*** Dataset excerpts ***

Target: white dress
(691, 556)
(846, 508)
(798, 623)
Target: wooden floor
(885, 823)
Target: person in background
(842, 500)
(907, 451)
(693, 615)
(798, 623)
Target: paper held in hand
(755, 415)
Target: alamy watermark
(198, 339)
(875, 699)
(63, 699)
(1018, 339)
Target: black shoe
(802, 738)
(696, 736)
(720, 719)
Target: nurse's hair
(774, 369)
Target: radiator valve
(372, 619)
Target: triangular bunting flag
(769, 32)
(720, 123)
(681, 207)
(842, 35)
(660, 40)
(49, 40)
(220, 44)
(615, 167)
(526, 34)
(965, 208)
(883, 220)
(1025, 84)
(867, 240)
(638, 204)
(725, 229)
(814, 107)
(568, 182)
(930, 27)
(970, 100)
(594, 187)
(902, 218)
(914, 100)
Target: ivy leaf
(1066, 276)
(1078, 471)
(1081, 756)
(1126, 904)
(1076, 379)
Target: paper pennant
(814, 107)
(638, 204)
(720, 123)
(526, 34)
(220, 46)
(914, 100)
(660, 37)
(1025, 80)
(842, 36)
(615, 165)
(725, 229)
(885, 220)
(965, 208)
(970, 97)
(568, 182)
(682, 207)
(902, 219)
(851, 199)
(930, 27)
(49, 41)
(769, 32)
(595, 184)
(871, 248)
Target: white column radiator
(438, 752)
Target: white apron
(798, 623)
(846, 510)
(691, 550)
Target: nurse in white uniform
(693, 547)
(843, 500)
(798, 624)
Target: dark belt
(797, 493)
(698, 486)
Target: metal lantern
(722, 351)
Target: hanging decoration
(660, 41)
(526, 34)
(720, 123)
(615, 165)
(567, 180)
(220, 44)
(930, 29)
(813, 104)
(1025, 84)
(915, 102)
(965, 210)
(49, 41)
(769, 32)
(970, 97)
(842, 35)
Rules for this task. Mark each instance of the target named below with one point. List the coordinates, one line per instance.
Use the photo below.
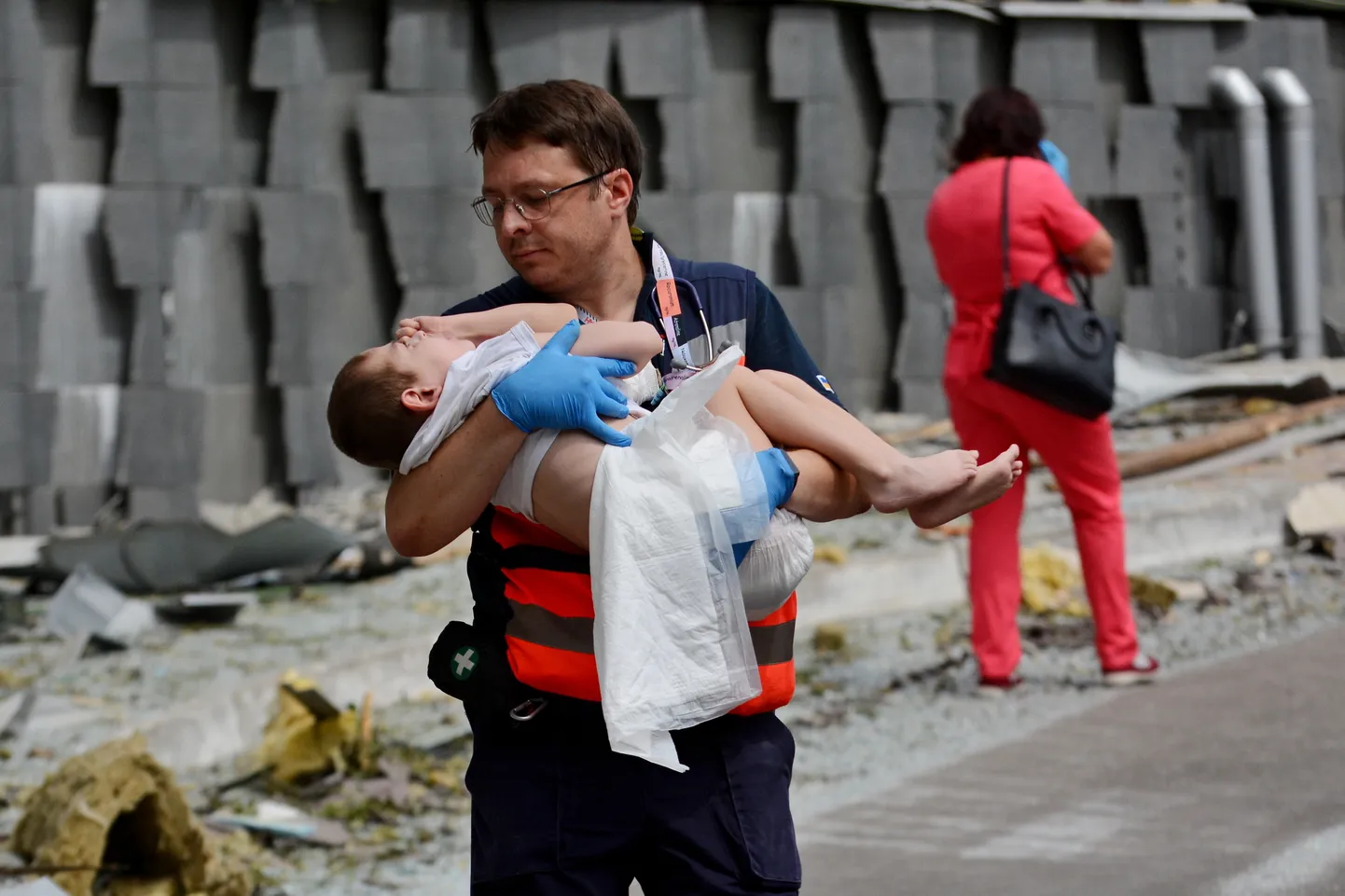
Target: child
(383, 395)
(670, 628)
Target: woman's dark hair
(1001, 121)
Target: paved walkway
(1223, 782)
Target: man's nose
(513, 221)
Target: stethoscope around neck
(700, 312)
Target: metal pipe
(1292, 113)
(1234, 89)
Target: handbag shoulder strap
(1071, 273)
(1004, 227)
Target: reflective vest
(549, 635)
(547, 596)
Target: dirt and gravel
(879, 700)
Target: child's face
(423, 359)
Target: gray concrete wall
(206, 206)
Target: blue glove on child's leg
(781, 477)
(559, 391)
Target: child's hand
(431, 324)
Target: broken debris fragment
(280, 820)
(87, 606)
(116, 805)
(308, 737)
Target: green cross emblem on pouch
(465, 661)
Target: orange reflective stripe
(776, 690)
(556, 671)
(511, 529)
(562, 594)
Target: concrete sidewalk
(1222, 782)
(1227, 514)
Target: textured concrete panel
(120, 46)
(836, 152)
(298, 234)
(216, 304)
(858, 352)
(690, 225)
(435, 237)
(310, 456)
(539, 39)
(15, 234)
(1149, 154)
(906, 55)
(1083, 136)
(300, 43)
(21, 41)
(1056, 61)
(836, 239)
(1171, 240)
(14, 467)
(238, 443)
(21, 321)
(913, 158)
(1177, 61)
(924, 397)
(291, 336)
(663, 50)
(85, 324)
(23, 157)
(160, 437)
(149, 338)
(915, 261)
(1180, 322)
(191, 137)
(85, 434)
(805, 52)
(139, 225)
(431, 46)
(419, 142)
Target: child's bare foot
(992, 479)
(910, 480)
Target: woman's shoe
(1141, 670)
(998, 686)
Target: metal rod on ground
(1226, 437)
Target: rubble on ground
(116, 811)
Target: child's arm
(479, 325)
(636, 342)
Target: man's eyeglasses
(534, 203)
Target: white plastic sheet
(670, 632)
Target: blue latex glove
(1058, 159)
(559, 391)
(781, 477)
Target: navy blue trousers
(556, 814)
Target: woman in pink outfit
(964, 229)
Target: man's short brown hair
(575, 115)
(366, 416)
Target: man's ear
(620, 188)
(422, 398)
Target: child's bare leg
(794, 415)
(991, 480)
(824, 491)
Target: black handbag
(1050, 350)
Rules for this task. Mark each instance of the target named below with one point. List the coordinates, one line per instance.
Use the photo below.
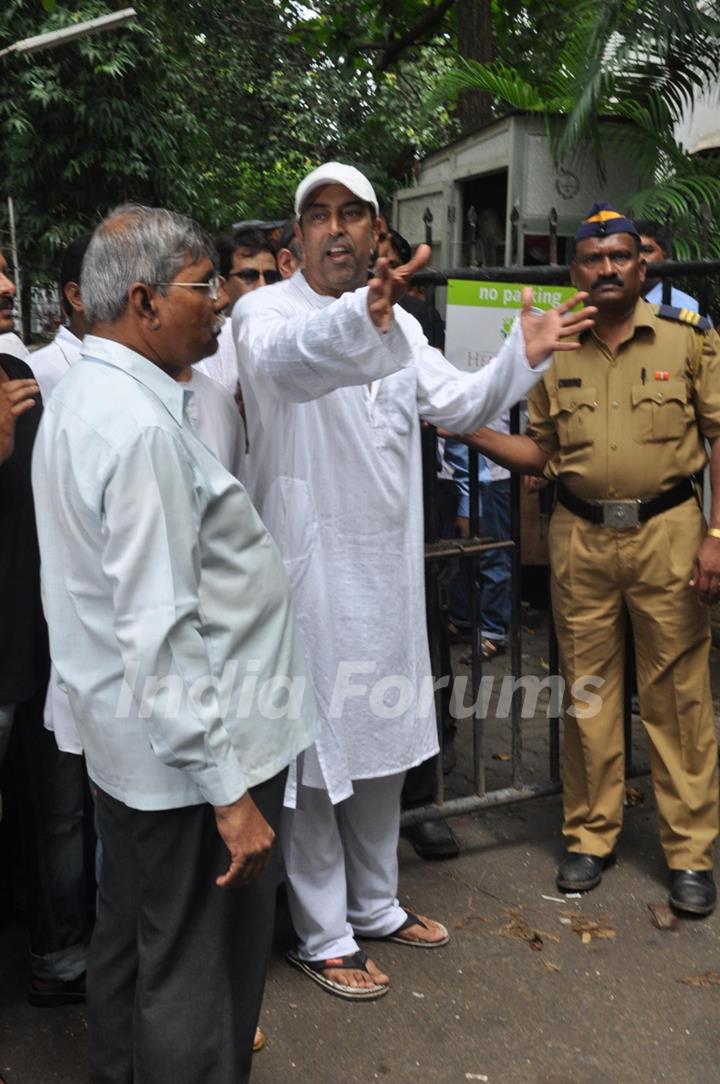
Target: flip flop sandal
(356, 962)
(413, 920)
(489, 649)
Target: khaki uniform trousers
(598, 571)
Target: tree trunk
(475, 42)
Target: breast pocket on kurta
(659, 411)
(575, 414)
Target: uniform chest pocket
(575, 414)
(659, 411)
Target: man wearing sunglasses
(252, 265)
(246, 261)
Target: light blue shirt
(168, 606)
(678, 298)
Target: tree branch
(428, 23)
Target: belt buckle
(620, 515)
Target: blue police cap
(603, 220)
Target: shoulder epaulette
(684, 317)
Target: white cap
(335, 172)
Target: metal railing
(440, 552)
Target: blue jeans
(496, 565)
(496, 568)
(46, 792)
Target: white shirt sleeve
(303, 357)
(463, 401)
(151, 510)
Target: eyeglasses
(251, 275)
(213, 285)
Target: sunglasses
(213, 285)
(251, 275)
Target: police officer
(621, 425)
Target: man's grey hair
(137, 244)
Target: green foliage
(209, 106)
(641, 64)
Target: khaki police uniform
(617, 427)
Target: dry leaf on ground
(516, 928)
(590, 928)
(661, 916)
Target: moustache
(613, 280)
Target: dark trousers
(177, 965)
(45, 794)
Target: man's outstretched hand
(549, 331)
(247, 836)
(388, 285)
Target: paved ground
(607, 1008)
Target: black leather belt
(622, 515)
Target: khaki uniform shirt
(630, 425)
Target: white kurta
(12, 344)
(335, 473)
(51, 362)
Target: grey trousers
(177, 965)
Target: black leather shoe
(579, 873)
(48, 993)
(434, 839)
(692, 891)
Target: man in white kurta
(336, 378)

***

Aim of the exercise
Copy out the lines word for word, starting at the line that contains "Target: man wearing sunglasses" and ending with the final line.

Completed task
Target: man wearing sunglasses
(252, 265)
(246, 261)
Target: light blue shirt
(168, 606)
(678, 298)
Target: tree branch
(428, 23)
Target: belt buckle
(620, 515)
Target: blue police cap
(603, 220)
Target: shoulder epaulette
(684, 317)
Target: white cap
(335, 172)
Target: metal railing
(440, 552)
Target: blue jeans
(496, 565)
(496, 568)
(46, 792)
Target: white shirt sleeve
(303, 357)
(463, 401)
(151, 510)
Target: eyeglasses
(251, 275)
(213, 285)
Target: sunglasses
(213, 285)
(251, 275)
Target: police officer
(621, 425)
Target: man's grey hair
(137, 244)
Target: green foliage
(209, 106)
(641, 64)
Target: khaki police uniform
(617, 427)
Target: dry leaf on ground
(516, 928)
(590, 928)
(661, 916)
Target: moustache
(613, 280)
Target: dark trousers
(177, 965)
(45, 794)
Target: man's outstretched hand
(549, 331)
(247, 836)
(388, 285)
Target: paved ground
(607, 1008)
Target: black leather belt
(622, 515)
Target: khaki uniform shirt
(630, 425)
Target: white kurta
(12, 344)
(335, 473)
(51, 362)
Target: grey trousers
(177, 965)
Target: black leather shoe
(579, 873)
(48, 993)
(434, 839)
(692, 891)
Target: man in white kurta
(336, 378)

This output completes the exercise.